■ **Texto del ejercicio**:
'''

En segundo lugar, la ciencia está económicamente sustentada, en un enorme porcentaje, mucho mayor en los países pobres como el nuestro, por el erario, es decir el conjunto de individuos que conforman el cuerpo social y que, en principio, serán los “beneficiados” con tal inversión. En ese “beneficio”, es decir en la “utilidad” social de la ciencia, reside precisamente la justificación última de las inversiones realizadas por el Estado, los Estados, en investigación científica.

Lo particular de esa inversión reside, no en que carece de garantías de éxito, es decir de “ganancia”, pues esto es inherente a cualquier otro tipo de inversión, sino que, por un lado, no se sabe en qué consistirá la mentada ganancia y, por otro, que se produzca o no depende de muchos otros resultados, del “éxito” de muchas otras inversiones, en apariencia independientes y fuera de todo control y previsión.

'''

■ **Tareas del ejercicio**:
1. Transcribe el fragmento del texto sobre la inversión en ciencia desde "Lo particular de" hasta "control y previsión.".
2. Por favor, prosigue el texto sobre la inversión en ciencia a partir de su última oración.

Entradas tomadas de una colección:
'''

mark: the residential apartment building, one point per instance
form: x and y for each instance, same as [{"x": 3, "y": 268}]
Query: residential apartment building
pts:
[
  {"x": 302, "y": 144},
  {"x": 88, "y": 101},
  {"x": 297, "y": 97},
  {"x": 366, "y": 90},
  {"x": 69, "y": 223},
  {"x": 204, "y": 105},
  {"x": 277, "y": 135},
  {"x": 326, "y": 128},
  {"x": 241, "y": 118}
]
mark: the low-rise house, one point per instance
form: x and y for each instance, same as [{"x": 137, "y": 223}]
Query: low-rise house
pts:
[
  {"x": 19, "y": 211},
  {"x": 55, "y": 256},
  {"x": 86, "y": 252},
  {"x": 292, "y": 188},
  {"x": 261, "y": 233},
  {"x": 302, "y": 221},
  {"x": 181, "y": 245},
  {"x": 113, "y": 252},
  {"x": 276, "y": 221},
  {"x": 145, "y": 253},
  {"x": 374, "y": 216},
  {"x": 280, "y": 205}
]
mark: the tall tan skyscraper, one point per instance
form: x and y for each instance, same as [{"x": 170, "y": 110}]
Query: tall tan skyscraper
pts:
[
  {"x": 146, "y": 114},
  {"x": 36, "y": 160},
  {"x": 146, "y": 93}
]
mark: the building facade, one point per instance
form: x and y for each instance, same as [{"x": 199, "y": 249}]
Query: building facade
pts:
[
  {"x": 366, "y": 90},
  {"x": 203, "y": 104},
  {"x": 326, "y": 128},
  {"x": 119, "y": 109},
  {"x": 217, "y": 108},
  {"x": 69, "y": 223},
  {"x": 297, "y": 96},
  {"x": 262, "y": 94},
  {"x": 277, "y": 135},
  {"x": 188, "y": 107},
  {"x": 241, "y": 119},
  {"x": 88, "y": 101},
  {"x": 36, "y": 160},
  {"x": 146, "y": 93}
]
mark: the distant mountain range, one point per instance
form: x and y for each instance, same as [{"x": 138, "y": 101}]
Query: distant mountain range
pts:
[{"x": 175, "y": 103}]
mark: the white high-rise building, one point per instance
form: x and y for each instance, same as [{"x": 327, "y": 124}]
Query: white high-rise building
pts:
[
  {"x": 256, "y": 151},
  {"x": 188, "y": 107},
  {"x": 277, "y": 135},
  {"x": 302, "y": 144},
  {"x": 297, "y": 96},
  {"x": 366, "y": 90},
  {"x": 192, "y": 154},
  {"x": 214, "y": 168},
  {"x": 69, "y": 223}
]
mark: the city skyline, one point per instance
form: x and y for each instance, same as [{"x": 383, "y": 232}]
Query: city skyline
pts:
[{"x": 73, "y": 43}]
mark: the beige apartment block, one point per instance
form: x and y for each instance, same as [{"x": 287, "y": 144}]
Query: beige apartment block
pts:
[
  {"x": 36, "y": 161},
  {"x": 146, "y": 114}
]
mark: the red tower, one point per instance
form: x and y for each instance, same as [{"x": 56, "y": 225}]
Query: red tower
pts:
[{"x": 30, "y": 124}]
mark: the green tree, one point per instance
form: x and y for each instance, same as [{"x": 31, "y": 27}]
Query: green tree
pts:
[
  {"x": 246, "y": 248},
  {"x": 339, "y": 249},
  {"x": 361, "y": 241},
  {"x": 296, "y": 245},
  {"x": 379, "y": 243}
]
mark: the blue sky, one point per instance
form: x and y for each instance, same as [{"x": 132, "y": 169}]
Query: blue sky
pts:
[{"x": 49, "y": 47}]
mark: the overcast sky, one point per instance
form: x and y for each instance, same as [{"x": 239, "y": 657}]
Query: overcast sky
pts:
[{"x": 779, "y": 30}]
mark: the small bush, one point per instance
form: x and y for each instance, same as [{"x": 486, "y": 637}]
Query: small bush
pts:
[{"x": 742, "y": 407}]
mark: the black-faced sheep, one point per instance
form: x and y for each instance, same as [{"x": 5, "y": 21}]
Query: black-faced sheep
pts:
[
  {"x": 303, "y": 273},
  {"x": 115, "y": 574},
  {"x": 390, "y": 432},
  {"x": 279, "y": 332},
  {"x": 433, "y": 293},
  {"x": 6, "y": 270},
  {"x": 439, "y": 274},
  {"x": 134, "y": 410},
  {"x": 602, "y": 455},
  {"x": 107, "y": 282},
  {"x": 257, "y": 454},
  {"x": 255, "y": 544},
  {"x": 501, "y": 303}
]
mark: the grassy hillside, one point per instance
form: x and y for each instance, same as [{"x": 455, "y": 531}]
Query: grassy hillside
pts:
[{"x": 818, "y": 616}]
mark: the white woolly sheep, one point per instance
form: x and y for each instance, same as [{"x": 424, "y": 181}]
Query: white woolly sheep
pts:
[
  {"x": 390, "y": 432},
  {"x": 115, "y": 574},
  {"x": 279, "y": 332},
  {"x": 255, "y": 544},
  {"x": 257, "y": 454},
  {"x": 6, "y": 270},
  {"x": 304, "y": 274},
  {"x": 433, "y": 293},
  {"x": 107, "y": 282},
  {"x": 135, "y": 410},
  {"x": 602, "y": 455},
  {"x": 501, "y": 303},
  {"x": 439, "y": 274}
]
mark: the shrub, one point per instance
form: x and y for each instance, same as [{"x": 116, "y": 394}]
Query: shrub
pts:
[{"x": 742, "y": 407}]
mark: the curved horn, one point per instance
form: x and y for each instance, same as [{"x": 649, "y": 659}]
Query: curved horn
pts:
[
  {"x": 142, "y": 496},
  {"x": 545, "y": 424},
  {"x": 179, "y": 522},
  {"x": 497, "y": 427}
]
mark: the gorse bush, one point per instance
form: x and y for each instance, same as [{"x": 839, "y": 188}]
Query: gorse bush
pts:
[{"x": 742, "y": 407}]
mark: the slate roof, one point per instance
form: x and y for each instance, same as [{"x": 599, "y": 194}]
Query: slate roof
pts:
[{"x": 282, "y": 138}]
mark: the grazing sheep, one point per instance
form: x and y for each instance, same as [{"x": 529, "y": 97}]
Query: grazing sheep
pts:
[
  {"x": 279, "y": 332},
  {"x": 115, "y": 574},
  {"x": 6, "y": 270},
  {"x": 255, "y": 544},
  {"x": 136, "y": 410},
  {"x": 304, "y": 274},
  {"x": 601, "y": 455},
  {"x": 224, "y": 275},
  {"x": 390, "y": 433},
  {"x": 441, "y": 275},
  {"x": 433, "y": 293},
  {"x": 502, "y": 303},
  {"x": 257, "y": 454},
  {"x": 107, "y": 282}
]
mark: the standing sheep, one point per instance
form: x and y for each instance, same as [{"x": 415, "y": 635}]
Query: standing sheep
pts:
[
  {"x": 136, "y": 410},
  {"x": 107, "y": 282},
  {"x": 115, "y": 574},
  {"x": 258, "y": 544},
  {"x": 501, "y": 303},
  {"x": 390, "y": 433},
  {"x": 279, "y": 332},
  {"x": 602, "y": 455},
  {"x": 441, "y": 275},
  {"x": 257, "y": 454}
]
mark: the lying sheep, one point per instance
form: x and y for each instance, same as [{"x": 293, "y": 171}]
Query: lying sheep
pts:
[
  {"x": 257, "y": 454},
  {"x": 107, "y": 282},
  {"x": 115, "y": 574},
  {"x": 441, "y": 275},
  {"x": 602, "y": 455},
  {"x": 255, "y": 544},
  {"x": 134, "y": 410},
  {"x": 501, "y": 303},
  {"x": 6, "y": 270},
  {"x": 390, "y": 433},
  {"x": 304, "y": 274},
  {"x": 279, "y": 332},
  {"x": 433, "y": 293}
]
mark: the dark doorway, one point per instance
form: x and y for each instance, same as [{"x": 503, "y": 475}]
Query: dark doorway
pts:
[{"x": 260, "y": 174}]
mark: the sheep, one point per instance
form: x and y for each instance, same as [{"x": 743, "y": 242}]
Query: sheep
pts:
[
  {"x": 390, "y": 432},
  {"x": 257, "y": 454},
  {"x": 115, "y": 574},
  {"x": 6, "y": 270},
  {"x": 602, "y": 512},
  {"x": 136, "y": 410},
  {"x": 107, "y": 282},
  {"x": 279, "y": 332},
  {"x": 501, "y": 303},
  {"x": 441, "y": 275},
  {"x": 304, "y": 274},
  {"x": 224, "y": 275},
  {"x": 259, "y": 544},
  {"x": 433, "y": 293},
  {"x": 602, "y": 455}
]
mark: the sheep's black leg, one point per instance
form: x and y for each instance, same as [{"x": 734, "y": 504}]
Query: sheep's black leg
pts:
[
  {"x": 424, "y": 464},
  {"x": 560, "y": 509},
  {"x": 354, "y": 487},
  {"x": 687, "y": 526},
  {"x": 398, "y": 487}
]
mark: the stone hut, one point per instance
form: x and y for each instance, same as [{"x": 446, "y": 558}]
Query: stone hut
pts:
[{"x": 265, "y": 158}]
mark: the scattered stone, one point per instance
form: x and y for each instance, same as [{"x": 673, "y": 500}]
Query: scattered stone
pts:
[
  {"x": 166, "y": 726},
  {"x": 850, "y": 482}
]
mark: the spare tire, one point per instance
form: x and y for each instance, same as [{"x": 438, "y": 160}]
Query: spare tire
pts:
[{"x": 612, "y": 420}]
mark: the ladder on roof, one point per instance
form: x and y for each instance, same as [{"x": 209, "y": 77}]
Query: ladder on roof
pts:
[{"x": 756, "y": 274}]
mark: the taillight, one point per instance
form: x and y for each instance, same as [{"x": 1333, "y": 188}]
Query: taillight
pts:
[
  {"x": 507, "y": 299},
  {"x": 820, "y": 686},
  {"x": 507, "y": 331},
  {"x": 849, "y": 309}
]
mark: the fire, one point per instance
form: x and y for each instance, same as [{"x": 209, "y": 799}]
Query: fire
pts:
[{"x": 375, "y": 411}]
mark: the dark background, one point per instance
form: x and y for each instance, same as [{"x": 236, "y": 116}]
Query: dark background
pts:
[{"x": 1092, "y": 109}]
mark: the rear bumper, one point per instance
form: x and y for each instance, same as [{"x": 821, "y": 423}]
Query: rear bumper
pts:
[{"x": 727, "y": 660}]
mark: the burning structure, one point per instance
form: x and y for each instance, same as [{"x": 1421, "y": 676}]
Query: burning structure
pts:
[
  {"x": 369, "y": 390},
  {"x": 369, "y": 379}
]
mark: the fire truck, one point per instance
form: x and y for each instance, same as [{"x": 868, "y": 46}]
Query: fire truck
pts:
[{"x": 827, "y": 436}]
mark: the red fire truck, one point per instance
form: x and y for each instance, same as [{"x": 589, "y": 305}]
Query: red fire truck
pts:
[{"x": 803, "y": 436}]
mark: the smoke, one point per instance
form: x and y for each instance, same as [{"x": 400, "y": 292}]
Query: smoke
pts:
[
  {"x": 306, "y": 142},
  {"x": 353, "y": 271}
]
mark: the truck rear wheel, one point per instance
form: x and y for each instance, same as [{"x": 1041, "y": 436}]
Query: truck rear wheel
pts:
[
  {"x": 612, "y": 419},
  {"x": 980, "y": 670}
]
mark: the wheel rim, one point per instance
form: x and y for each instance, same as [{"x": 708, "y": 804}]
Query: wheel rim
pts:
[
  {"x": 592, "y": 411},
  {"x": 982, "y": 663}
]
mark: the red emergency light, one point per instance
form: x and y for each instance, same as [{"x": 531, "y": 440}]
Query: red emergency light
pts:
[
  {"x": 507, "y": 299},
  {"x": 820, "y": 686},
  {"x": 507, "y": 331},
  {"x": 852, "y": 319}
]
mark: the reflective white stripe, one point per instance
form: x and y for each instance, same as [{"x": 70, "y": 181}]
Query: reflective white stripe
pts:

'''

■ **Respuestas esperadas**:
1.
Lo particular de esa inversión reside, no en que carece de garantías de éxito, es decir de “ganancia”, pues esto es inherente a cualquier otro tipo de inversión, sino que, por un lado, no se sabe en qué consistirá la mentada ganancia y, por otro, que se produzca o no depende de muchos otros resultados, del “éxito” de muchas otras inversiones, en apariencia independientes y fuera de todo control y previsión.

2.
Ya traté de poner en evidencia aquí lo que por otra parte no necesita de mayor argumentación: la ciencia, si no es la responsable, sí es la que ha hecho posible este vertiginoso proceso tecnológico que en los últimos 150 o 200 años ha transformado el mundo. Lo que sucede es que el sentido, la dirección de tal cambio, es absolutamente impredecible. No se puede determinar qué resultados científicos se lograrán, cuáles de todos los obtenidos fructificarán y, finalmente, cuáles van a ser sus consecuencias. La ciencia es una nave a la deriva. Los tripulantes consiguen que se mantenga a flote e incluso navegue, pero no pueden determinar su derrota. Es un barco con todos los instrumentos de navegación que se le puedan ocurrir, mas no tiene timón. Y los vientos y las corrientes que lo dirigen son especialmente caprichosos.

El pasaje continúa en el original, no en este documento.